*CONSIGNE 1*.
Réécrivez sous forme de liste le paragraphe de l'extrait qui commence par « J'aurais aimé que l'on véhicule », en conservant ses faits principaux.

--- EXTRAIT DU TEXTE ---

J’aurais aimé que l’on véhicule une autre vision de la masculinité que celle des conquérants, des soldats, des philosophes arrogants et des dirigeants tyrans. Un autre visage de la masculinité, doux, vulnérable, empathique et réfléchi s’est révélé à moi avec Jean-Jacques Goldman, mais dans le cadre scolaire je ne voyais que de la brutalité froide dans les figures masculines évoquées, voire vantées. J’aurais aimé que l’on arrête de nous bassiner chaque jour avec des notions de compétition qui m’étouffaient et que je ne parvenais pas à aborder. J’aurais eu besoin que l’on m’explique que le monde n’était pas cette jungle, cette loi de la domination physique à laquelle visiblement les autres garçons de mon âge se croyaient soumis. J’aurais souhaité des pauses, avec des espaces de calme, des espaces douillets, des espaces de silence possiblement agrémentés d’objets qui lorsqu’ils sont sollicités produisent des sons agréables. J’aurais aimé évoluer dans un contexte de non-stress où on prend le temps de vivre, le temps de sentir la respiration traverser son corps et le contact de ses pieds sur le sol. J’aurais aimé que quelqu’un tire la sonnette d’alarme pour nous exfiltrer de cette asphyxiante pression constante.

--- DONNÉES FOURNIES ---

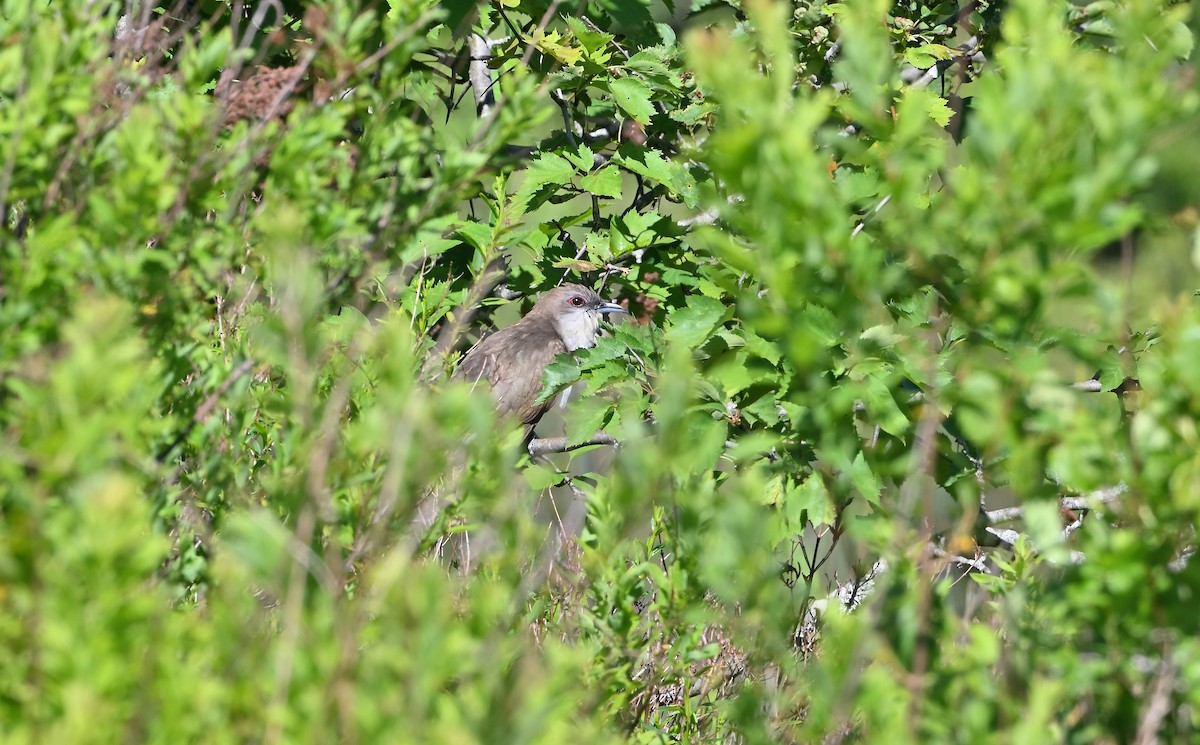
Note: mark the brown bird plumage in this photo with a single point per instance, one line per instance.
(513, 360)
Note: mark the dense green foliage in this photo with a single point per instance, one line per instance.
(867, 253)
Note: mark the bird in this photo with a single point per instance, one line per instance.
(513, 360)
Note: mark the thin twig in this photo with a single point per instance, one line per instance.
(563, 444)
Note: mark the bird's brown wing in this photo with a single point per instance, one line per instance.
(511, 362)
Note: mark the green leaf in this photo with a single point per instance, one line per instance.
(604, 182)
(559, 373)
(477, 234)
(693, 324)
(543, 178)
(633, 97)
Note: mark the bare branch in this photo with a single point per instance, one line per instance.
(480, 76)
(562, 444)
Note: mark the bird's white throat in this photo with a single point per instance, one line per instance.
(579, 329)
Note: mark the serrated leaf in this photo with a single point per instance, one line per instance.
(540, 478)
(587, 416)
(809, 503)
(552, 43)
(477, 234)
(762, 348)
(582, 158)
(822, 323)
(543, 178)
(588, 37)
(633, 97)
(882, 409)
(865, 482)
(695, 323)
(604, 182)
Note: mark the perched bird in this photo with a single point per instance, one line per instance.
(513, 360)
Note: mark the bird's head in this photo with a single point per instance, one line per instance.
(575, 312)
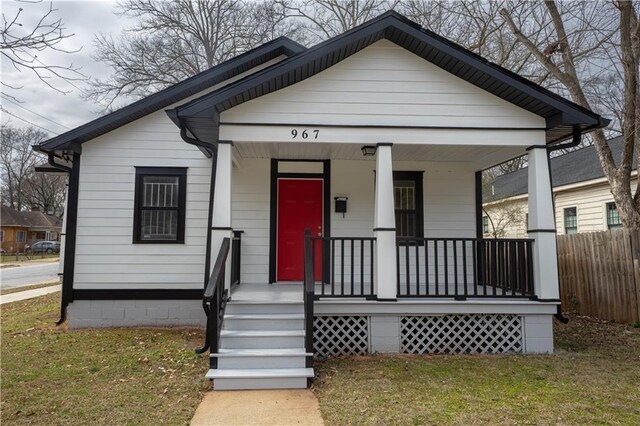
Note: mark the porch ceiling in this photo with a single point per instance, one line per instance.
(479, 156)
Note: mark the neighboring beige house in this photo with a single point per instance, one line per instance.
(582, 196)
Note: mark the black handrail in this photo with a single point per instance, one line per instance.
(309, 288)
(463, 268)
(214, 302)
(349, 270)
(236, 254)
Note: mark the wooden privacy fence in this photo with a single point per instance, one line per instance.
(600, 274)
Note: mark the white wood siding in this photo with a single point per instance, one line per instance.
(384, 84)
(105, 254)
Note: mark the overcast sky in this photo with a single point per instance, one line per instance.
(84, 19)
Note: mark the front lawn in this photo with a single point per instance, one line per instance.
(594, 378)
(116, 376)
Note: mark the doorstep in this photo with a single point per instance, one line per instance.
(259, 407)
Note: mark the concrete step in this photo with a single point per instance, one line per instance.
(261, 339)
(264, 307)
(276, 378)
(261, 358)
(264, 322)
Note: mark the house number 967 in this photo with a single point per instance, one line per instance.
(305, 134)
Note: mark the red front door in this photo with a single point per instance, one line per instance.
(299, 207)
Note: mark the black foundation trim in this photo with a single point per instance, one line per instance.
(138, 294)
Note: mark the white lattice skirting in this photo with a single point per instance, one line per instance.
(461, 334)
(337, 335)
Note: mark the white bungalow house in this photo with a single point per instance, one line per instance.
(373, 142)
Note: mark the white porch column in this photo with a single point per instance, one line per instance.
(221, 220)
(542, 225)
(384, 228)
(63, 232)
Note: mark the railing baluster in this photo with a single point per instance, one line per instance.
(333, 267)
(407, 268)
(352, 242)
(362, 267)
(446, 267)
(436, 261)
(464, 267)
(398, 269)
(417, 268)
(371, 265)
(426, 267)
(342, 267)
(455, 265)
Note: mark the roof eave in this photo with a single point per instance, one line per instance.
(165, 97)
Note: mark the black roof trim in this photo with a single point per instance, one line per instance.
(175, 93)
(561, 114)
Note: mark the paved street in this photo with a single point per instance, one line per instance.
(28, 275)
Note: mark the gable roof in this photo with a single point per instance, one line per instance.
(33, 219)
(173, 94)
(577, 166)
(201, 114)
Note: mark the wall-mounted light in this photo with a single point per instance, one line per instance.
(368, 150)
(341, 204)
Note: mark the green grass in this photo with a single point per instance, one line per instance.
(29, 287)
(114, 376)
(593, 379)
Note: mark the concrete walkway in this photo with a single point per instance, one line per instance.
(28, 294)
(259, 407)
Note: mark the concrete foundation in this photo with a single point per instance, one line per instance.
(135, 313)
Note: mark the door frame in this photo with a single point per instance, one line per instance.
(273, 215)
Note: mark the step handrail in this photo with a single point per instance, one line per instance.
(309, 290)
(214, 302)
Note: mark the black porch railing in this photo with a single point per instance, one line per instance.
(236, 254)
(214, 302)
(464, 267)
(347, 266)
(309, 290)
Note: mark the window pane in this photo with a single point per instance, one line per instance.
(160, 191)
(613, 217)
(570, 220)
(159, 224)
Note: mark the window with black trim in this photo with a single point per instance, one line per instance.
(160, 201)
(407, 196)
(570, 220)
(613, 217)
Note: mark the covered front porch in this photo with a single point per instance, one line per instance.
(404, 222)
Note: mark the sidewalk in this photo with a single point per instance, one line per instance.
(12, 264)
(28, 294)
(259, 407)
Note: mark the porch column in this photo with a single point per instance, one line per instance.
(542, 225)
(221, 220)
(385, 225)
(63, 232)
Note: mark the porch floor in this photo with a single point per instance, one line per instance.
(268, 292)
(294, 291)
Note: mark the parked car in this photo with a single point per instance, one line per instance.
(44, 247)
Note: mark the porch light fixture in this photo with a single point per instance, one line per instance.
(369, 150)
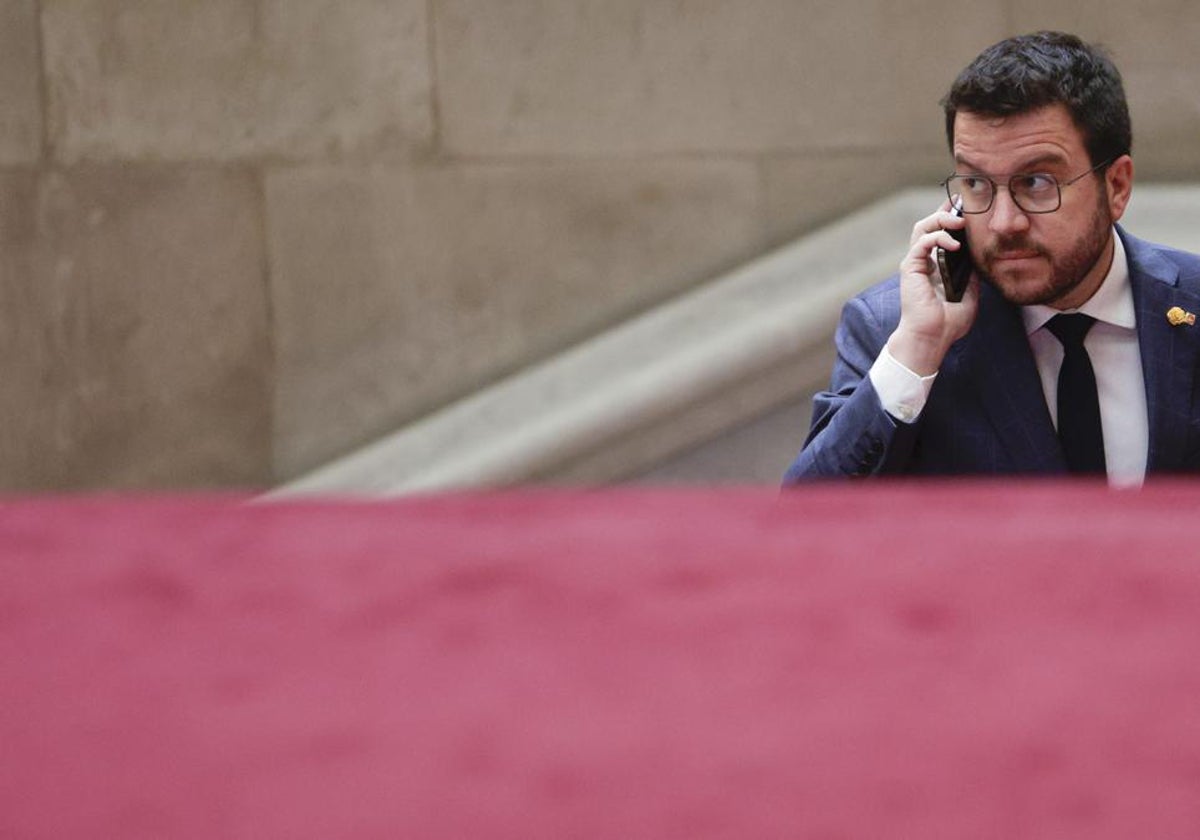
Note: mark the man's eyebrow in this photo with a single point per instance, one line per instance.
(1027, 166)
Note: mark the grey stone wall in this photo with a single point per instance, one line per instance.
(243, 237)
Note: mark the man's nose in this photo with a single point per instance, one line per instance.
(1006, 217)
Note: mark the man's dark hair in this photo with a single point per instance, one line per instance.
(1044, 69)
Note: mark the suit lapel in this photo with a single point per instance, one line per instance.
(997, 359)
(1169, 353)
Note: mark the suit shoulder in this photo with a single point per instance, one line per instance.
(1146, 253)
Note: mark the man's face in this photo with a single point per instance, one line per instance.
(1057, 258)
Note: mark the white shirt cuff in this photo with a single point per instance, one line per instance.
(901, 391)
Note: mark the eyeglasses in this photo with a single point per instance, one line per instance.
(1032, 192)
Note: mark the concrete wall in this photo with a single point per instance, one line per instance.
(241, 237)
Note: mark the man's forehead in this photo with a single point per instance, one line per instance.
(1041, 136)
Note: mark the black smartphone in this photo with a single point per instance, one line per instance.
(955, 265)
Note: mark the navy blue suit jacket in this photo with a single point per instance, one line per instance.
(987, 413)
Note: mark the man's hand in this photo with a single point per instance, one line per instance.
(928, 323)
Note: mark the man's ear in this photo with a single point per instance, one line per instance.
(1119, 179)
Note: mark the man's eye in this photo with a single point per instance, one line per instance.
(1035, 184)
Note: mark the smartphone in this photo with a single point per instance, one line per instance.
(955, 265)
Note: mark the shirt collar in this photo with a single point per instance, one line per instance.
(1113, 303)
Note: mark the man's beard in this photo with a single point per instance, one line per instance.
(1067, 270)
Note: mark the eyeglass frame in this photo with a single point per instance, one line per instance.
(996, 186)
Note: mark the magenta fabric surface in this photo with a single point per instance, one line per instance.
(871, 660)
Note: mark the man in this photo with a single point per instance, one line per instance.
(995, 383)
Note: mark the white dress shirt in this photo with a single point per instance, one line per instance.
(1113, 347)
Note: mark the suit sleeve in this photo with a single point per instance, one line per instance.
(851, 433)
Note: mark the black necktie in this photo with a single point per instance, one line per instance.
(1079, 408)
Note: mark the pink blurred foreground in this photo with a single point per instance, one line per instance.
(873, 660)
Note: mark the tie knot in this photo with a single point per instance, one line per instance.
(1071, 329)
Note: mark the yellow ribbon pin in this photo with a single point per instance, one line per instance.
(1175, 316)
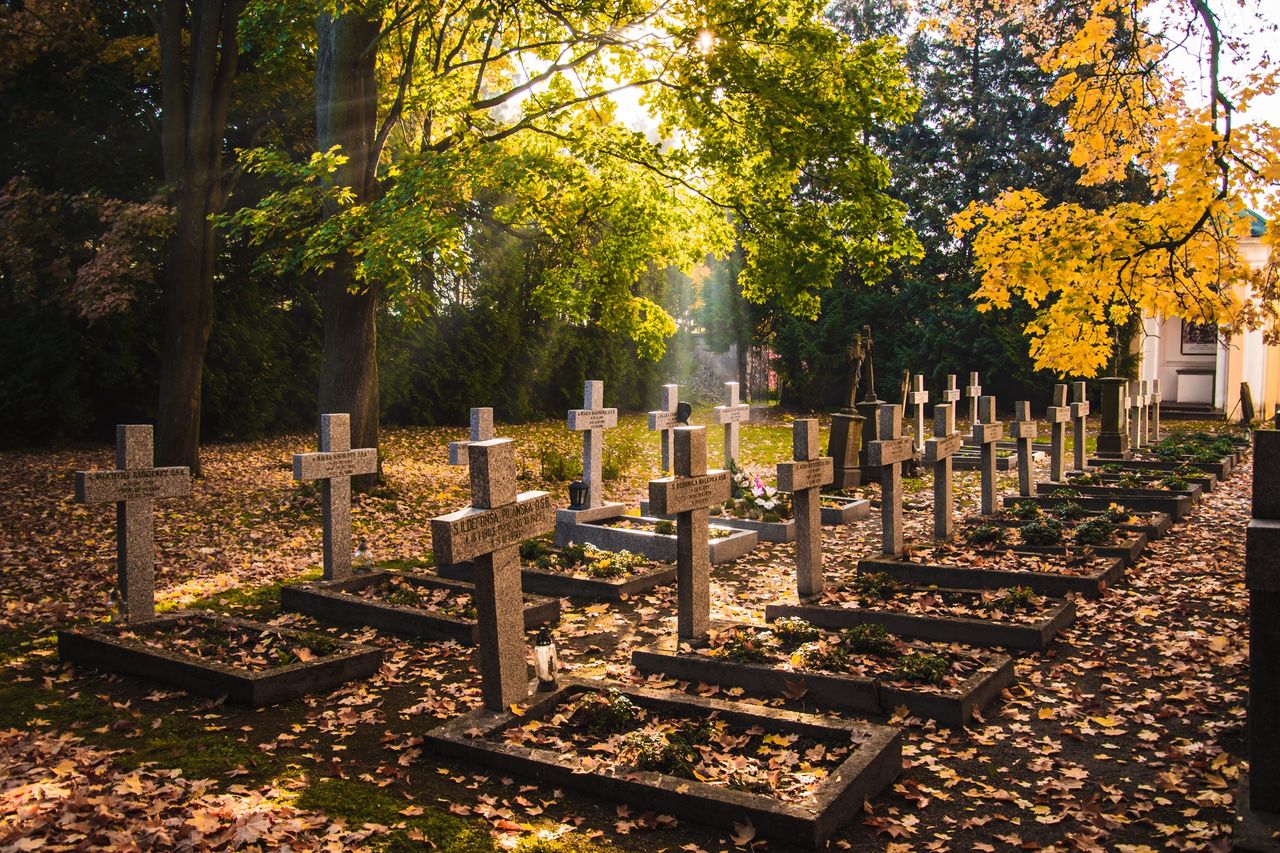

---

*CONSIGNE 2*.
Recopiez intégralement les lignes des données d'annotation, en commençant par celle qui contient « Note: mark the man's nose » et en terminant par celle qui contient « (1113, 303) ». Augmentez de 97 chaque nombre des coordonnées données en réponse.

*RÉPONSE ATTENDUE 1*.
- Une autre vision de la masculinité que celle des conquérants, des soldats, des philosophes arrogants et des dirigeants tyrans. Un visage doux, vulnérable, empathique et réfléchi s'est révélé avec Jean-Jacques Goldman, alors qu'à l'école les figures masculines évoquées ne montraient que de la brutalité froide.
- L'arrêt des notions de compétition répétées chaque jour, qui étaient étouffantes.
- Une explication : le monde n'est pas une jungle régie par la domination physique, contrairement à ce que croyaient les autres garçons du même âge.
- Des pauses, avec des espaces calmes, douillets et silencieux, éventuellement agrémentés d'objets produisant des sons agréables.
- Un contexte sans stress, où l'on prend le temps de vivre, de sentir sa respiration et le contact de ses pieds sur le sol.
- Quelqu'un qui tire la sonnette d'alarme pour sortir les élèves de cette pression constante et asphyxiante.

*RÉPONSE ATTENDUE 2*.
Note: mark the man's nose in this photo with a single point per instance, one line per instance.
(1103, 314)
Note: mark the man's dark hair in this photo with a single point per instance, one line per instance.
(1141, 166)
Note: mark the suit lapel in this photo with a single point per instance, one line per instance.
(1094, 456)
(1266, 450)
Note: mark the suit shoulder in this photo with a single point per instance, one line per instance.
(1243, 350)
Note: mark the man's face in this photo with a single point per instance, one line per instance.
(1154, 355)
Note: mark the white shirt cuff in this photo with a single point per instance, one line per instance.
(998, 488)
Note: mark the eyeglasses in this photo with a single point per instance, one line per instance.
(1129, 289)
Note: mark the concrete wall in this photo with a single point per instance, one line per instance.
(338, 334)
Note: mark the man's forehead in this photo with a single point per instance, one line per instance.
(1138, 233)
Note: mark the black smartphone in this photo with a single point per instance, one line per instance.
(1052, 362)
Note: mark the navy blue suit jacket in this photo with a single point per instance, one line per instance.
(1084, 510)
Note: mark the man's hand in this photo with a single point per instance, one line per instance.
(1025, 420)
Note: mark the man's ear in this photo with a single point per instance, one line per instance.
(1216, 276)
Note: mark the man's eye in this photo with a single point per instance, one line per instance.
(1132, 281)
Note: mark the smartphone in this photo with a single point per instance, one line per instance.
(1052, 362)
Note: mark the shirt collar in this photo with a single point per instance, one line per instance.
(1210, 400)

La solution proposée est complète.